- Supplied passage:
----

IBERAMIA Channel is the free and open access channel through which the Ibero-American Society of Artificial Intelligence (IBERAMIA) streaming conferences, presentations and system demonstrations, related to all Artificial Intelligence topics, and carried out by relevant international researchers in the area. All researchers and students are welcome.
All presentations are stream live and remain recorded on our youtube channel 
Past Presentations
Artificial Intelligence – The importance of contextual knowledge
Luís M.P. Correia – Department of Informatics of Faculdade de Ciências of Universidade de Lisboa
Abstract:
Luís M.P. Correia is professor at the Department of Informatics of Faculdade de Ciências of Universidade de Lisboa, Portugal. Currently he is a researcher at LASIGE, ULisboa. His research interests are artificial life, self-organisation, multi-agent systems, autonomous robots, and data mining. He lectures in the three cycles of Informatics at FCUL, and also in the Cognitive Science and in the Complexity Sciences post-graduation programmes of ULisboa.

----

Data source items:

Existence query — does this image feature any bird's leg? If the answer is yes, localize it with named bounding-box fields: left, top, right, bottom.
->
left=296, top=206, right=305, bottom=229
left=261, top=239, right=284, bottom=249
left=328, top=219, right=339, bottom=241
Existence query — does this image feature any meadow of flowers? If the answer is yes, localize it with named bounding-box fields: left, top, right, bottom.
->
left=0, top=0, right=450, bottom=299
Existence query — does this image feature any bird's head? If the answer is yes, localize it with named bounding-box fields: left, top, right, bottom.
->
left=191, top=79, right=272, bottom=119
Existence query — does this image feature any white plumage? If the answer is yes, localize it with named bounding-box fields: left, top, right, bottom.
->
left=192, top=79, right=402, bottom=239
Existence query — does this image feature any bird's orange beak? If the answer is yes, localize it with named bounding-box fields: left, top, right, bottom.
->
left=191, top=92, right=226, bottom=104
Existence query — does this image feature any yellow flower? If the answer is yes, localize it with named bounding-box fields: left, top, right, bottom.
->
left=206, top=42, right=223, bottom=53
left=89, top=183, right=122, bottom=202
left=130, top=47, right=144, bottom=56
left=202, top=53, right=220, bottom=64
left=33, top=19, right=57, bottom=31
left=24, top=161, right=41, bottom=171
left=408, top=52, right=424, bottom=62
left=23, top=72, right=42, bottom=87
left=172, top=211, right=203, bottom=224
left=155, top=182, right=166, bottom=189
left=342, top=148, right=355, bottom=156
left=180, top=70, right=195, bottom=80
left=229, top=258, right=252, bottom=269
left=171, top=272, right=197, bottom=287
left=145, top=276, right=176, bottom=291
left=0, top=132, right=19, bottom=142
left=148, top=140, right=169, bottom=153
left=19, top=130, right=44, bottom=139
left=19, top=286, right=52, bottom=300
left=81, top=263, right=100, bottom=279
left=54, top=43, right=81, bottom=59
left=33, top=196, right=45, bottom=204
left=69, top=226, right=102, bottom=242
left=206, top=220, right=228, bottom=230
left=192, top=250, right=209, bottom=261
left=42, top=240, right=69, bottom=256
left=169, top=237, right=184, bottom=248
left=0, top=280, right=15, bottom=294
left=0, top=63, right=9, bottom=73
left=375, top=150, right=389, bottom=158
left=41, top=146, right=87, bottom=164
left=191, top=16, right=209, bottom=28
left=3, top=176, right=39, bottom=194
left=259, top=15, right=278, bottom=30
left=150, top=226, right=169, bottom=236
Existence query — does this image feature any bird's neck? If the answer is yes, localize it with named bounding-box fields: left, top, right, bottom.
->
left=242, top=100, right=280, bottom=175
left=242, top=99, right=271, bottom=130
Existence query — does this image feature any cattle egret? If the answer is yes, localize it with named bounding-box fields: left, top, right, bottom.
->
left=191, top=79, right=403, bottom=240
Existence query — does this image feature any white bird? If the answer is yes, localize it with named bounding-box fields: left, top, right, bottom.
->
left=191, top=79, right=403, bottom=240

----

According to the IBERAMIA Channel page, where is Luís M.P. Correia currently a researcher? The data is not needed for this work.

LASIGE, ULisboa.